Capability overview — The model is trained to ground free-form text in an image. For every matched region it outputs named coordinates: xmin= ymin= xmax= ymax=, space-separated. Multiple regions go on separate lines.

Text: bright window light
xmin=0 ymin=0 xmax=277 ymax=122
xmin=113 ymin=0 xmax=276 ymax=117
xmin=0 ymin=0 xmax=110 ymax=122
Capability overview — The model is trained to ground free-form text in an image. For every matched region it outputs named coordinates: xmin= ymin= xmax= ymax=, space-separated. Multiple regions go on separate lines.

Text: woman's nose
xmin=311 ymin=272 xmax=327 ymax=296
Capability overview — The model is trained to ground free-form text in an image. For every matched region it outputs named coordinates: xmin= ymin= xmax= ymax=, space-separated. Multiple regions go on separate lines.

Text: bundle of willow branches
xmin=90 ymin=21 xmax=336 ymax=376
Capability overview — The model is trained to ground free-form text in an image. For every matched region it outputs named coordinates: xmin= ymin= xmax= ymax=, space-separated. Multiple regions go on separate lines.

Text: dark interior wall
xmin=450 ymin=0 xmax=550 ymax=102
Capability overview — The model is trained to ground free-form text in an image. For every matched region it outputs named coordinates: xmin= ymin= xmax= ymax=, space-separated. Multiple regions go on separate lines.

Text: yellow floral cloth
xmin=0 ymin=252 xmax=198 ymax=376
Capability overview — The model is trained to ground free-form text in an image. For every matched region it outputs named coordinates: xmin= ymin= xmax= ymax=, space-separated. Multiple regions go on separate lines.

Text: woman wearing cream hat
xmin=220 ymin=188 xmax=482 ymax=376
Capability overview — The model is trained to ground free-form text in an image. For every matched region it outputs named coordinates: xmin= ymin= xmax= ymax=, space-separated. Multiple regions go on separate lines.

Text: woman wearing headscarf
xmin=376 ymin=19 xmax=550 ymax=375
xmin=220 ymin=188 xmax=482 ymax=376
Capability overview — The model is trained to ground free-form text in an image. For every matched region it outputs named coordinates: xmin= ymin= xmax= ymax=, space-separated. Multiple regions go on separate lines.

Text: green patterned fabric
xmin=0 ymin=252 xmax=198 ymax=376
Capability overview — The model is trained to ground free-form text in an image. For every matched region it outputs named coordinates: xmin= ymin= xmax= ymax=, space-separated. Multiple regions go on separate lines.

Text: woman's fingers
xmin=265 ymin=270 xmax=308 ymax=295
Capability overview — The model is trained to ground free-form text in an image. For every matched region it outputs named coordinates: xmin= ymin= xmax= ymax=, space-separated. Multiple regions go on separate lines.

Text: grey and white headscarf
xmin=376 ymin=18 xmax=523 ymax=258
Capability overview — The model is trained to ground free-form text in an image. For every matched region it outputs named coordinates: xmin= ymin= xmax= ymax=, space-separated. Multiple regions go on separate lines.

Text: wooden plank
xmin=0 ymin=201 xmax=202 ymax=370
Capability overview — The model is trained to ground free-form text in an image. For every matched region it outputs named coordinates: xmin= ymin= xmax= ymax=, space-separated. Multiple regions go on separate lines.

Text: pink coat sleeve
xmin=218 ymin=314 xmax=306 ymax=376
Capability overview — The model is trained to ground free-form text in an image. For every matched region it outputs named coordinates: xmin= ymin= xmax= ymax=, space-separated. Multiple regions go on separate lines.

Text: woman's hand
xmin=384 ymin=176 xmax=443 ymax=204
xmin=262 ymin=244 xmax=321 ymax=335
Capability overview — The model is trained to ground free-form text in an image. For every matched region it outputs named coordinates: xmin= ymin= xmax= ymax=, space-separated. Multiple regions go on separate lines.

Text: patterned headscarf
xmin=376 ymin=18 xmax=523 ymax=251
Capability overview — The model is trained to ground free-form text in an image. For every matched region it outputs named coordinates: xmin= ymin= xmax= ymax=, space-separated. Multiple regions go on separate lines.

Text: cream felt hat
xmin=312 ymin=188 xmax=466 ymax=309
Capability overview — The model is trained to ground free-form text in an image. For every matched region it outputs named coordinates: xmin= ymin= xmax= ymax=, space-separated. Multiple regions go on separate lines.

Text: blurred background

**Instructions to follow:**
Render the items from their first line through the line containing "xmin=311 ymin=272 xmax=327 ymax=296", both included, as a Markdown table with the columns Row and Line. Leave out blank lines and number each remaining line.

**Finished answer:**
| Row | Line |
|---|---|
| 1 | Capability overview — The model is trained to ground free-form text in an image. For every matched region it outputs named coordinates: xmin= ymin= xmax= ymax=, space-separated. Multiple regions go on separate lines. |
| 2 | Text: bright window light |
| 3 | xmin=0 ymin=0 xmax=277 ymax=122 |
| 4 | xmin=113 ymin=0 xmax=276 ymax=117 |
| 5 | xmin=0 ymin=0 xmax=110 ymax=122 |
| 6 | Capability overview — The model is trained to ground free-form text in an image. For every matched region it outputs named coordinates: xmin= ymin= xmax= ymax=, space-separated. Multiple regions go on separate lines. |
| 7 | Text: woman's nose |
| 8 | xmin=311 ymin=272 xmax=327 ymax=296 |